==== Data shown ====
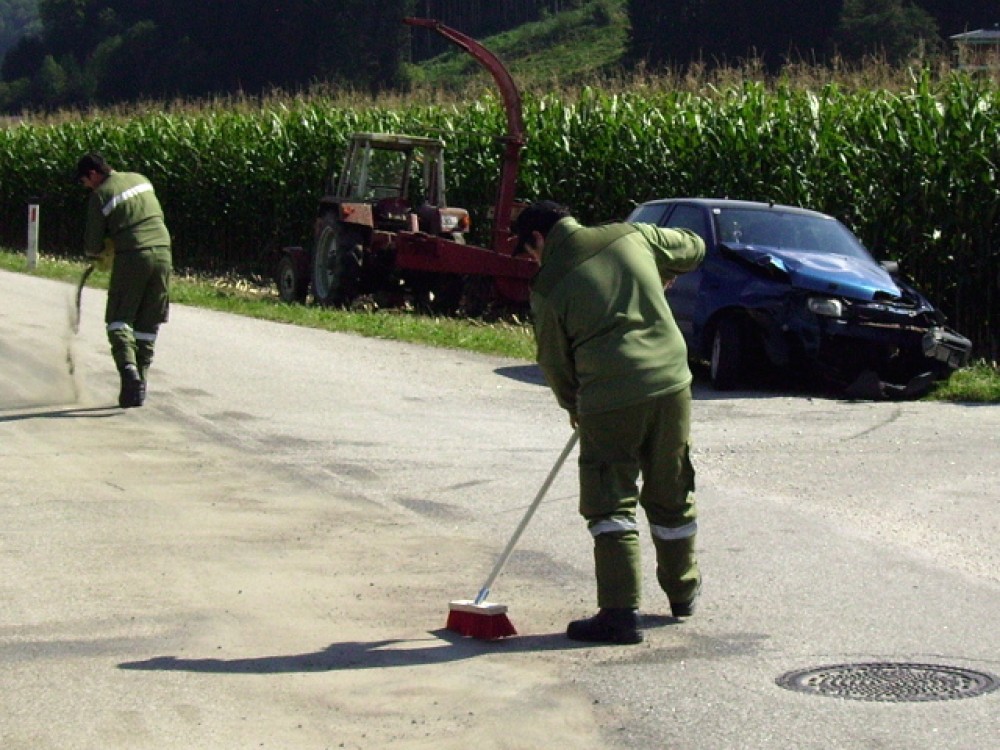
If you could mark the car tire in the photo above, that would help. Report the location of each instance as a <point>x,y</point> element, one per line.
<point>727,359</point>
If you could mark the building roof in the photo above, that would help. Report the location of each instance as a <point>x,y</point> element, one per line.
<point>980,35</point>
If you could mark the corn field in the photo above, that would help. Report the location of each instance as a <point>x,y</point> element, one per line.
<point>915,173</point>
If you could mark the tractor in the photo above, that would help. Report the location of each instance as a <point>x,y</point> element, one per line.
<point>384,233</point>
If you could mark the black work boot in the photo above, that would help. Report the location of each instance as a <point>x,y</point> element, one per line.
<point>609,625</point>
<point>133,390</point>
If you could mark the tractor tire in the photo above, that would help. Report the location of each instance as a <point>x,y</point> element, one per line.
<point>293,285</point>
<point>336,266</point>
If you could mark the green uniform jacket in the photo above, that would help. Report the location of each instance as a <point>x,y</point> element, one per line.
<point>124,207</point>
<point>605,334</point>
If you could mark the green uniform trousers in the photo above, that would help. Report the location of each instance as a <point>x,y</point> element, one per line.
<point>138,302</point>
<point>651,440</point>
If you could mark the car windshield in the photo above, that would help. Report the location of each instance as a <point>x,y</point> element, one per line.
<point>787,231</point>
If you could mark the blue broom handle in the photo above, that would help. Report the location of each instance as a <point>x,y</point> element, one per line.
====
What is expected:
Each entry above must be printed exactly, apart from its pictures.

Your solution:
If you could mark the car tire in the photo above, that would help. Report the location of each instance as a <point>x,y</point> element, one per line.
<point>727,359</point>
If you could mark the building roof in the photo above, that would help. Report the location of each instance as a <point>x,y</point> element, one per line.
<point>980,35</point>
If you could mark the corn field in the photo above, that would help. Report the location of each instance as a <point>x,y</point> element, one per line.
<point>915,173</point>
If you could mark the tractor in the photo above, that would help. Report the location of each instance as a <point>x,y</point> element, one per line.
<point>384,233</point>
If you could mark the black work boot in the photo above, that would help. Report the location of each instance as a <point>x,y</point> element, one per line.
<point>609,625</point>
<point>133,390</point>
If you could mark the tractor tire in the photo above, that would help. Report the location of each instance as a <point>x,y</point> element, one per line.
<point>293,285</point>
<point>336,266</point>
If you could mark the green uniform jacket in the photo above, that would help. Report the location of each instance as a <point>x,y</point> element, one per line.
<point>124,207</point>
<point>605,334</point>
If you could mark the green uniform trousers in the photo above, that would help. Report the location of each instance as a <point>x,y</point> element, one per line.
<point>138,302</point>
<point>651,440</point>
If you could mark the car windshield in the photo above, that would help. Report the location of each instance as a <point>x,y</point> element, one per line.
<point>787,231</point>
If you could mark the blue broom handle in the photo above, that would help. Report the location of each instance as a <point>x,y</point> element, one per line.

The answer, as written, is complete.